Given request:
Please copy the items below word for word, including every line of each one.

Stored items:
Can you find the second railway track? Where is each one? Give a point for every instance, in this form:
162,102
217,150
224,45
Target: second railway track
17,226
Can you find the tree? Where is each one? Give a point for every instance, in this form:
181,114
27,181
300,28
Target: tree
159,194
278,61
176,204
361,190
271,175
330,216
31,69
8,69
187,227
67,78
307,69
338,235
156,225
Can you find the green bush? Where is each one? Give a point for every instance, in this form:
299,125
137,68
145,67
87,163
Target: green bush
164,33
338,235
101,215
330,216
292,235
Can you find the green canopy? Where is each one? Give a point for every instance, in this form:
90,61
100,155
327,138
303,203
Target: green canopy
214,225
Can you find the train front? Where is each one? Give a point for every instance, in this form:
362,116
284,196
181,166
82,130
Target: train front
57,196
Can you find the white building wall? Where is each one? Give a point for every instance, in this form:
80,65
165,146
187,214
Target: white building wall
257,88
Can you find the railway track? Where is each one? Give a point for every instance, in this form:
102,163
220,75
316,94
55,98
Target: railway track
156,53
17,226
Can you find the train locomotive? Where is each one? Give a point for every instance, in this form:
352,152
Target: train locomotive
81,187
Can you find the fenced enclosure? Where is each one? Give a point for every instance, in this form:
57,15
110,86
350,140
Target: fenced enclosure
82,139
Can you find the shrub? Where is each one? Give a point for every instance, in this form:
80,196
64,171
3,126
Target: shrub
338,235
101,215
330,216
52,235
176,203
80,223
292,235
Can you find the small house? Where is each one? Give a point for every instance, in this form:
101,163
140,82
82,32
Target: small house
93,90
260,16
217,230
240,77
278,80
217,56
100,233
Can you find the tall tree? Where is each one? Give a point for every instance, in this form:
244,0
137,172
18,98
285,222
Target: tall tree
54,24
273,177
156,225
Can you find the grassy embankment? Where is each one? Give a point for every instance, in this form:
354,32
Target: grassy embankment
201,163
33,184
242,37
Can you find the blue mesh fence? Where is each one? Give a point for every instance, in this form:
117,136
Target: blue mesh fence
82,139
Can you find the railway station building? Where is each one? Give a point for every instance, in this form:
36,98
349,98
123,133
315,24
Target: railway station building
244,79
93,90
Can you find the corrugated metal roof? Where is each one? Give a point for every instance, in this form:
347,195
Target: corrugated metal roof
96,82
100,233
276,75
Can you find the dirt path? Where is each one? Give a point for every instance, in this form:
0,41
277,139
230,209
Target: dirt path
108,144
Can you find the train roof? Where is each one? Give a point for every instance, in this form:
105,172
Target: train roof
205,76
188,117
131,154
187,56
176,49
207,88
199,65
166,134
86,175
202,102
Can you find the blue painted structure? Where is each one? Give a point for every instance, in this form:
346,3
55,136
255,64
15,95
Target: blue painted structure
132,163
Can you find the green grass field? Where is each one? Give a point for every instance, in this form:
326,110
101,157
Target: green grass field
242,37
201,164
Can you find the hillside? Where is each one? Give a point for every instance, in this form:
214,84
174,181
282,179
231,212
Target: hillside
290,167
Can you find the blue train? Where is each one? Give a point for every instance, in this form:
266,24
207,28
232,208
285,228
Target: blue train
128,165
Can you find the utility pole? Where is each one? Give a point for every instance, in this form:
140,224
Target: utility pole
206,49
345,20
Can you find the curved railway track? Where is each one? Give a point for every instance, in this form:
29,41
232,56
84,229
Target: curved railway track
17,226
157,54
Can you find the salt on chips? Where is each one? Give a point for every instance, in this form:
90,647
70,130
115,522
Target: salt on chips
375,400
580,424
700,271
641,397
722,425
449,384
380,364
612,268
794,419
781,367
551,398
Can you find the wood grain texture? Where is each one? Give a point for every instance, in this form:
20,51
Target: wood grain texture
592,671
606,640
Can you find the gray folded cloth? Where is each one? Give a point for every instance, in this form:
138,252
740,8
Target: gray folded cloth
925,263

Exercise response:
Can you find the second railway track? Where is each one? Give a point for every instance, in this form:
162,102
217,150
224,45
Target: second railway track
17,226
Can you find the tree? Where is each one? Give a point for every instance, in this form:
181,114
27,181
300,28
Target: tree
159,194
278,61
176,204
361,190
271,175
330,216
31,69
8,69
187,227
67,78
307,69
338,235
156,225
Can you find the green bush? Where is each one? Give a point for every instance, in this form:
299,125
137,68
145,67
87,163
Target: green bush
164,33
338,235
101,215
330,216
292,235
Can you find the green canopy? Where is each one? Give a point for every instance, in this form:
90,61
100,155
327,138
303,203
Target: green canopy
214,225
Can you find the train front? Where is each one? Give a point for every instance, in this form:
362,116
284,196
181,166
82,130
Target: train front
57,196
Can you find the white building wall? Where is each one? Give a point for every instance, in this form:
80,65
165,146
187,214
Target: white building wall
257,88
Can you find the railway track? Where is each one? Give a point for every instance, in this form:
102,163
220,75
316,94
55,98
Target: railway track
156,53
17,226
Can you find the train locomotive? Where is each one? Give a point for every instance, in this form:
352,152
Target: train locomotive
81,187
Can you find the fenced enclosure? Where is each one? Give a point for every instance, in this form:
57,15
110,86
350,140
Target: fenced enclosure
82,139
Can you find the shrub? Where is each one? Give a point for every instance, in this form:
80,196
64,171
3,126
Target: shrub
338,235
101,215
330,216
52,235
176,203
80,223
292,235
Can you find the small house? Where is each one? Give a point for every instance, in this form:
101,163
140,82
82,32
Target: small house
93,90
260,16
217,230
240,77
278,80
217,56
100,233
Can you find the tall tree? Where is each one? Give a point for every instance, in this form:
244,0
137,172
18,98
285,222
Target: tall tree
54,24
273,177
156,225
Can you find the grassy embankment? Where is each one? Give a point for every instance, in this form:
354,32
Target: grassy embankment
201,163
33,184
242,37
Can you find the blue mesh fence? Where is each one? Give a point for every instance, in this form:
117,136
Target: blue mesh fence
82,139
Can you find the railway station building? Where is each one? Give a point for every instance, in this form:
36,98
349,98
123,133
315,24
Target: railway station building
244,79
93,90
Can you find the corrugated metal roof? Where is each one? Give a point for every instance, in this form:
347,195
Target: corrugated metal roof
96,82
100,233
276,75
Can you find the dirt path? Where is each one? Give a point for every instance, in this form:
0,41
277,139
230,209
Target: dirt path
108,144
Can you find the train roof? Where is each one? Give a point for every instance, in this form:
105,172
Target: train roof
205,76
188,117
131,154
187,56
176,49
207,88
199,65
166,134
86,175
202,102
Can you find the blue painted structure? Where is each one? Give a point for every instance, in this form:
346,3
55,136
255,64
15,95
Target: blue painted structure
132,163
Can you find the green grass field? Where is each one? Give a point for every instance, in this form:
326,110
101,157
Target: green grass field
242,37
201,164
Can you find the hillside? Where is each one? Give a point for every instance, in this form:
214,84
174,181
282,179
231,212
Target: hillside
290,167
Can you find the blue train? Where is each one? Give a point for every instance, in this form:
266,24
207,28
232,208
285,228
Target: blue train
128,165
Can you find the utility pole? Where is each one? Give a point for every instance, in this form:
140,224
Target: utility pole
206,49
345,20
Can you find the curved railway track? Where is each one? Give a point for every instance, in this form:
29,41
232,56
84,229
Target: curved railway track
17,226
157,54
Can you find the salt on chips? Where is each one? Give a point for every instance, in this form:
90,647
70,130
115,522
Target: salt on chips
375,400
580,424
700,271
641,397
722,425
449,384
380,364
612,268
794,419
781,367
551,398
Can you find the wood grain texture? Where is each one? Give a point for every instance, in this form:
20,51
Target: wood grain texture
592,671
606,640
Can you find the gray folded cloth? Where is each one? Give a point for every instance, in this form:
138,252
740,8
Target: gray folded cloth
925,263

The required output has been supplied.